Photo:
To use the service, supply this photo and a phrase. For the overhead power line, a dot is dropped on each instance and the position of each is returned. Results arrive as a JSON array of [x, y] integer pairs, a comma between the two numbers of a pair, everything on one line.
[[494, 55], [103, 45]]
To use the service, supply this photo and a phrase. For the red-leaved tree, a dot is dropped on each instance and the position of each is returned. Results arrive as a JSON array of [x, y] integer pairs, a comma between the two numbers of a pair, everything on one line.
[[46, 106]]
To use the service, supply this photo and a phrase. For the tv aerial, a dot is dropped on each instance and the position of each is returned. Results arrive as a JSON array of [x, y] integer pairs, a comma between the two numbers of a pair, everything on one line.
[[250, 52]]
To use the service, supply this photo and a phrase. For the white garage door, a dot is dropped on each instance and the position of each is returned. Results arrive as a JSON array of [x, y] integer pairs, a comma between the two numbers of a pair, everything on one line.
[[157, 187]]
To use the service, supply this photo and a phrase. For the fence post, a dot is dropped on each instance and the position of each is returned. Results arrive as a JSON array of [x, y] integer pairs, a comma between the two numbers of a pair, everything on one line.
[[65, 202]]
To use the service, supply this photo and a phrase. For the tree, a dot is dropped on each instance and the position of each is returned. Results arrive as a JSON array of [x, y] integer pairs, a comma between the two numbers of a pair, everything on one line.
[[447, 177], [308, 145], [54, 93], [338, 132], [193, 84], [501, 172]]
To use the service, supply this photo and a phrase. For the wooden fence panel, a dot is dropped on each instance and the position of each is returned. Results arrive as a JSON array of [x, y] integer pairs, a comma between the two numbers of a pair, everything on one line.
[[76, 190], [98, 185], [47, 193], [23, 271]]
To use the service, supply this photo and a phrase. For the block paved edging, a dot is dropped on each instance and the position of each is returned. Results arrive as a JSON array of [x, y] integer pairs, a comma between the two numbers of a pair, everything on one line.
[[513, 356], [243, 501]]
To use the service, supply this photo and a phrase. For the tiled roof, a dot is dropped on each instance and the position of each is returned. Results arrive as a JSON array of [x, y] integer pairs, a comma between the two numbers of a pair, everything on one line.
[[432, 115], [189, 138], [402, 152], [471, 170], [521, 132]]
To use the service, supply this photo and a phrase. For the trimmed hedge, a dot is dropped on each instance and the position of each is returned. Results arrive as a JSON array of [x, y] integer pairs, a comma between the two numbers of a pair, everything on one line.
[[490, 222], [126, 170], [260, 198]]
▬▬▬▬▬▬▬▬▬▬
> _Your objective_:
Transcribe, exactly and completely, all of the entries.

> _Result of the task_:
Photo:
To use the service, supply this photo and a phrase. For the overhead power line, a dot is dropped on each instance and the position of each is returned. Results arrive as a JSON array of [x, y] integer pairs, a comma between the two numbers of a pair, everything on one line.
[[494, 55], [103, 45]]
To use the service, supply this photo and a phrase. For the red-leaved tree, a dot is dropped on each instance and the position of each is returned. Results arrive as a JSON array of [x, y] integer pairs, a comma between the two numbers of a pair, everything on one line.
[[46, 106]]
To use the service, supply this photo and a phrase. For the tv aerial, a dot is dropped on each instance and the position of each is returned. Results arrive as a JSON array of [x, y] integer pairs, a comma between the two numbers of a pair, everything on one line.
[[250, 52]]
To use the service, supply this photo and a phrase. For the white garage door, a dot is dropped on each instance and the position of each is returned. Results arrive as a JSON array of [x, y] integer pairs, a comma between the two numbers of a pair, everything on one line.
[[157, 187]]
To use the service, supply this photo and a phrase. For the fence post, a dot is dropped on each instance and the position of each is returned. Results arrive as a JSON array of [x, y] integer pairs, a comma between the two numbers of a pair, everything on one line.
[[65, 202]]
To use the service, supply this photo and a phrase. For the tree, a dot is dropped on each instance and the position of each is returned. Results arrive as a JSON array of [x, y] integer pairs, a comma between the two numbers of a pair, everything on one line.
[[447, 177], [308, 145], [54, 93], [338, 132], [193, 84], [501, 172]]
To use the service, supply this photo and a phrase. For the wooden fence panel, a dot is dropped on each instance and the position of each is returned. Results arrive as a JSON array of [x, y] integer pairs, a comma between the two numbers of a pair, everything on one line.
[[76, 190], [98, 185], [47, 193], [23, 271]]
To use the service, supply this photo and a phrase. For the block paved edging, a dot is dropped on each instance and the position of each is returned. Results arrive as a JSON array of [x, y] integer pairs, a comma between the two numbers of a pair, everything on one line.
[[513, 356], [243, 501]]
To use the service, supply this photo and a phrase. For the tiled roof, a dot is dropped on each instance and the position of each is returned. Results arrive as a JSON array of [x, y] integer pairs, a comma between the two numbers of a pair, everything on one line.
[[432, 115], [189, 138], [402, 152], [471, 170], [521, 132]]
To use the service, supply this photo and a phrase. For the trimmed hedge, a dot is dropped on each instance and the position of each is returned. Results arrive as a JSON array of [x, y] integer pairs, a comma between the two numbers of a pair, everything on one line.
[[490, 222], [126, 170], [260, 198]]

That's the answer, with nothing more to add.